» What you should do
Reproduce all of the following entries word for word, keeping each line unchanged and in its original order.
##### Extracted entries
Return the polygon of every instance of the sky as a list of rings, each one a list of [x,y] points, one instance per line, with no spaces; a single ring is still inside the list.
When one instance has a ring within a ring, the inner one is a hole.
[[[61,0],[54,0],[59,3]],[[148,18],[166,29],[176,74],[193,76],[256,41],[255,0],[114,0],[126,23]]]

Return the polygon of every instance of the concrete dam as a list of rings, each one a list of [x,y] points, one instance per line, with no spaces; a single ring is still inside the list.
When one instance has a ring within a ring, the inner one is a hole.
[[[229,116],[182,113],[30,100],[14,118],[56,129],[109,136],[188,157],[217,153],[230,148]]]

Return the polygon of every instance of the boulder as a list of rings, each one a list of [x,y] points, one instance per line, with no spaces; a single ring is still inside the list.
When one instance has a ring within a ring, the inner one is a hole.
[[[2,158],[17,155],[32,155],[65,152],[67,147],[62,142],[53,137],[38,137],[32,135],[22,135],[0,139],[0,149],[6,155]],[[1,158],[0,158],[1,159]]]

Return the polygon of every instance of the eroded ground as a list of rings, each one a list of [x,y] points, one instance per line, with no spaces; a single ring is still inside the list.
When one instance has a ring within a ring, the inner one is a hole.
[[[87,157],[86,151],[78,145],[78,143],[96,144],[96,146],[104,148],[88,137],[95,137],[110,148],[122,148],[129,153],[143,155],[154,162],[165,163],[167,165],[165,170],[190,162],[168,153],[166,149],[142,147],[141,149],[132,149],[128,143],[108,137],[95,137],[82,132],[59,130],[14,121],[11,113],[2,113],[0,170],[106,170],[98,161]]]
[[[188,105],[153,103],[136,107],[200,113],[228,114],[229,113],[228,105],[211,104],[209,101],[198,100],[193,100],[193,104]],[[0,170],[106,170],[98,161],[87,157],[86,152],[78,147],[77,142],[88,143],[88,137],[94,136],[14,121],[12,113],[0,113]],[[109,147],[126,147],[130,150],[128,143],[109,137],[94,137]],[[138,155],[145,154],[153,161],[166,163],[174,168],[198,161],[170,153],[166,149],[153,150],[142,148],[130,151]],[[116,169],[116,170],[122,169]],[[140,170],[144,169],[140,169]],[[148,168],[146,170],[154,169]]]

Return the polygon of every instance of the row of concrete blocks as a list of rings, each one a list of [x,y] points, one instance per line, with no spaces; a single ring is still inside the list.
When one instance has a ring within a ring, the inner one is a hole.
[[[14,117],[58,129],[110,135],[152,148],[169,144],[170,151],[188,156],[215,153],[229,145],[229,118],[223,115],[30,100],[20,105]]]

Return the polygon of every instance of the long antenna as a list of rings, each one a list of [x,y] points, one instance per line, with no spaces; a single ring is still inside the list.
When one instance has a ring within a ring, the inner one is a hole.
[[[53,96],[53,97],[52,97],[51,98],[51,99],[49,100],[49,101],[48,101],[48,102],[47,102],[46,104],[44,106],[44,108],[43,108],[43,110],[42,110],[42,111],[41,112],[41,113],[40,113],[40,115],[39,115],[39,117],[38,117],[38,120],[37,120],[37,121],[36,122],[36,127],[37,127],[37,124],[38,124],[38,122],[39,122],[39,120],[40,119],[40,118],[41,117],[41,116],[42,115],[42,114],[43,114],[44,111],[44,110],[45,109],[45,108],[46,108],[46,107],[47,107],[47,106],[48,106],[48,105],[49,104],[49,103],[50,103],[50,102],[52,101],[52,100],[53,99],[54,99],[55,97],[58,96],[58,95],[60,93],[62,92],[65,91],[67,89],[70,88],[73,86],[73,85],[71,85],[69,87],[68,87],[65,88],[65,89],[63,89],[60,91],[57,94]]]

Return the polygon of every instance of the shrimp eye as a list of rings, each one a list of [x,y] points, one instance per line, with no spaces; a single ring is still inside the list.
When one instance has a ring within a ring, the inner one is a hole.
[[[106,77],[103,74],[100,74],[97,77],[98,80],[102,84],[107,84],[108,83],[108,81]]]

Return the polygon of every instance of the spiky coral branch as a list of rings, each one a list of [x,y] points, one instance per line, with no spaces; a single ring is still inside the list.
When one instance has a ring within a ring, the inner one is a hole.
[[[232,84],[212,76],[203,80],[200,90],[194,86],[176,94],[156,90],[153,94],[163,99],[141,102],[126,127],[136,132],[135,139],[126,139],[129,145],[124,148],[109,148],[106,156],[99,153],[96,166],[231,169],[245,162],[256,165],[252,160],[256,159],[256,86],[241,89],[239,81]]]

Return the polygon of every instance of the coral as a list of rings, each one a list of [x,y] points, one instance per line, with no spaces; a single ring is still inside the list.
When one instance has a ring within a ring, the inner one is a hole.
##########
» Solution to this exercise
Return the polygon of every instance of the sky as a list of rings, each one a list of [x,y] points, one instance per line, with no spaces; a single ring is still inside the list.
When one instance has a ring within a ring, the inner one is a hole.
[[[61,0],[54,0],[59,3]],[[148,18],[166,29],[176,74],[193,76],[256,41],[255,0],[114,0],[126,23]]]

Return the polygon of every instance of the concrete dam as a list of rings, each one a list of [x,y] points, one instance per line, with no spaces; a single ring is still inside the list.
When one instance has a ring within a ring, the inner one is a hole.
[[[229,116],[182,113],[30,100],[14,118],[56,129],[109,136],[188,157],[217,153],[230,148]]]

Return the polygon of every instance of the boulder as a list of rings, each one a list of [x,y] points, one instance per line, with no spaces; a single ring is still inside the list.
When one instance has a ring within a ring, the inner one is a hole.
[[[2,158],[17,155],[32,155],[65,152],[67,147],[62,142],[53,137],[38,137],[32,135],[22,135],[0,139],[0,149],[6,155]],[[1,158],[0,158],[1,159]]]

Return the polygon of every instance of the eroded ground as a list of rings, each one a list of [x,y] points, one instance per line, with no spaces; a single ring is still inside the list.
When one instance has a ring within a ring, the inner one is a hole.
[[[87,157],[86,151],[78,145],[78,143],[96,144],[96,146],[104,148],[88,137],[95,137],[110,148],[122,148],[129,153],[143,155],[154,162],[165,163],[167,165],[165,170],[190,162],[168,153],[166,149],[142,147],[141,149],[132,149],[128,143],[108,137],[95,137],[82,132],[59,130],[14,121],[11,113],[2,113],[0,170],[106,170],[98,161]]]
[[[188,105],[153,103],[136,107],[200,113],[228,114],[229,113],[228,105],[211,104],[209,101],[198,100],[193,100],[193,104]],[[0,170],[106,170],[98,161],[87,157],[86,152],[78,147],[77,142],[88,143],[88,137],[94,136],[14,121],[12,113],[0,113]],[[109,147],[126,147],[130,150],[128,143],[109,137],[94,137]],[[138,155],[145,154],[153,161],[166,163],[174,168],[198,161],[170,153],[166,149],[153,150],[142,148],[130,151]],[[116,169],[116,170],[122,169]],[[140,170],[144,169],[140,169]],[[148,168],[146,170],[154,169]]]

Return the polygon of every instance of the row of concrete blocks as a list of rings, each one a list of [x,y] points, one instance per line, with no spaces; a single ring is still inside the list.
When one instance has a ring within a ring, the inner one is a hole.
[[[14,117],[58,129],[110,135],[152,148],[169,144],[170,151],[188,156],[215,153],[229,145],[229,118],[223,115],[30,100],[20,105]]]

Return the polygon of every instance of the long antenna as a list of rings, each one a list of [x,y] points, one instance per line, with no spaces; a single ring is still inside the list.
When one instance has a ring within a ring, the inner one is a hole.
[[[53,96],[53,97],[52,97],[51,98],[51,99],[49,100],[49,101],[48,101],[48,102],[47,102],[46,104],[44,106],[44,108],[43,108],[43,110],[42,110],[42,111],[41,112],[41,113],[40,113],[40,115],[39,115],[39,117],[38,117],[38,120],[37,120],[37,121],[36,122],[36,127],[37,127],[37,124],[38,124],[38,122],[39,122],[39,120],[40,119],[40,118],[41,117],[41,116],[42,115],[42,114],[43,114],[44,111],[44,110],[45,109],[45,108],[46,108],[46,107],[47,107],[47,106],[48,106],[48,105],[49,104],[49,103],[50,103],[50,102],[52,101],[52,100],[53,99],[54,99],[55,97],[58,96],[58,95],[60,93],[62,92],[65,91],[67,89],[70,88],[73,86],[73,85],[71,85],[69,87],[68,87],[65,88],[65,89],[63,89],[60,91],[57,94]]]

Return the polygon of every instance of the shrimp eye as a list of rings, each one a list of [x,y] points, one instance per line, with no spaces; a single ring is still inside the list.
When one instance has a ring within a ring, the inner one is a hole.
[[[106,77],[103,74],[100,74],[97,77],[98,80],[102,84],[107,84],[108,83],[108,81]]]

Return the polygon of every instance of the spiky coral branch as a list of rings, each one a list of [x,y] points, one instance per line, with no spaces; a single ring is still inside the list.
When one instance has a ring within a ring, the inner one is a hole.
[[[232,84],[212,76],[203,80],[200,90],[194,86],[176,94],[156,90],[153,94],[163,99],[141,102],[126,127],[136,132],[135,139],[126,139],[129,145],[124,148],[109,148],[106,156],[99,153],[96,166],[231,169],[245,162],[256,165],[252,160],[256,159],[256,86],[241,89],[239,81]]]

Return the polygon of every instance of the coral as a list of rings, each one a list of [x,y] points, one instance per line, with no spaces; a single ring is still inside the list.
When one instance has a ring within a ring, the inner one is a hole.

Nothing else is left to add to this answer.